Texto extraído:
A partir do próximo ano, o mercado de banda larga via satélites terá uma conformação diferente da atual. Hoje, as opções giram em torno de satélites geoestacionários (GEO), no Brasil representadas pela Hughes e pela Viasat/Telebrás, operando em banda Ka, e a entrada em operação das constelações de órbita baixa (LEO), como Starlink e, em breve, Kuiper, da Amazon. A novidade virá da constelação O3b mPOWER, da SES, em órbita média MEO, acompanhada de um pacote de inovações tecnológicas que prometem mudar bastante os modelos de operação e comercialização desse tipo de serviço, sobretudo para os mercados de atacado e corporativo.
Segundo Ruy Pinto, CTO global da SES, o que faz da constelação mPower diferente é a flexibilidade de oferta de capacidade. Cada satélite é capaz de cria mais de 5 mil feixes de cobertura diferentes, com velocidades e capacidade de tráfego focalizadas de maneira dinâmica em diferentes pontos de acesso. Seria o equivalente, em redes satelitais, à capacidade de concentração e ampliação de sinais que as antenas MIMO possibilitam às redes 5G. "O que conseguimos fazer agora é mudar dinamicamente a configuração de cada satélites e da constelação".
Outra diferença é a capacidade da rede: a constelação O3b mPOWER consegue viabilizar conexões de 10 Gbps por célula, algo que mesmo as constelações de órbita baixa ainda ficam distantes. Mas o foco da SES com o serviço mPower não é o consumidor final de serviços banda larga. "A gente busca os consumidores que precisam de capacidade assegurada e parâmetros de qualidade", diz Ruy Pinto.
O foco é o atendimento do mercado móvel com backhaul, cobertura banda larga para regiões remotas, o mercado de mobilidade (que inclui mais de 200 mil aviões e embarcações) e aplicações corporativas de alta capacidade, inclusive aquelas integradas a serviços de nuvem.
Outro salto tecnológico é a tecnologia ARC (Adaptive Resource Control), desenvolvida pela própria SES, que integra a capacidade de diferentes fontes e provedores. A tecnologia é necessária porque a SES é hoje a controladora da maior frota de satélites geoestacionários do mundo (GEO) e a maior parte de seus clientes utiliza esse tipo de capacidade. Seria necessário assegurar uma forma de integrar essa capacidade existente à capacidade da primeira geração O3b e à capacidade da constelação mPOWER.
Mas a promessa da tecnologia ARC é ir além e possibilitar, por meio de APIs, inclusive integração de capacidade de outros provedores de satélite e banda larga, de modo que a gestão dessas capacidades possa ser transparente para o consumidor no final da ponta. "Não queremos que os nossos clientes tenham que se preocupar se o sinal está chegando de um satélite GEO ou de um satélite mPOWER".

Dados brutos:
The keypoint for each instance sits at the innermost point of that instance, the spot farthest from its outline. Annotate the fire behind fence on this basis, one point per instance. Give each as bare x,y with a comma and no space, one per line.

Tarefas:
- A) Repita o trecho do texto sobre banda larga via satélite que começa nas palavras "Outro salto tecnológico" e termina após "da constelação mPOWER.".
- B) Responda com base no texto sobre banda larga via satélite:
(i) Que cargo Ruy Pinto ocupa na SES?
(ii) Quantos feixes de cobertura diferentes cada satélite da constelação mPOWER é capaz de criar?
(iii) O que significa a sigla ARC?
- C) Por favor, continue o texto sobre banda larga via satélite a partir do ponto em que ele termina.

Respostas:
- A)
Outro salto tecnológico é a tecnologia ARC (Adaptive Resource Control), desenvolvida pela própria SES, que integra a capacidade de diferentes fontes e provedores. A tecnologia é necessária porque a SES é hoje a controladora da maior frota de satélites geoestacionários do mundo (GEO) e a maior parte de seus clientes utiliza esse tipo de capacidade. Seria necessário assegurar uma forma de integrar essa capacidade existente à capacidade da primeira geração O3b e à capacidade da constelação mPOWER.

- B)
(i) CTO global.
(ii) Mais de 5 mil.
(iii) Adaptive Resource Control.

- C)
A O3b foi a primeira a operar serviços de banda larga comercial em órbita não geoestacionárias, ainda em 2013. Há alguns anos, iniciou em conjunto com a Boeing Space o desenvolvimento da tecnologia de satélites que seria utilizada em uma nova geração da constelação MEO. Com 200 engenheiros da SES dedicados ao projeto mPOWER e outra centena do lado da Boeing, o projeto começa a se tornar realidade em dezembro deste ano, com o lançamento do primeiro satélite da nova geração (sequência de lançamentos que deve se estender para janeiro e fevereiro, todos lançados pela SpaceX), e em setembro de 2023, se tudo correr bem, com o serviço comercial sendo lançado. Ao todo, a constelação mPower terá 11 satélites, que pode ser ampliada em caso de necessidade no futuro.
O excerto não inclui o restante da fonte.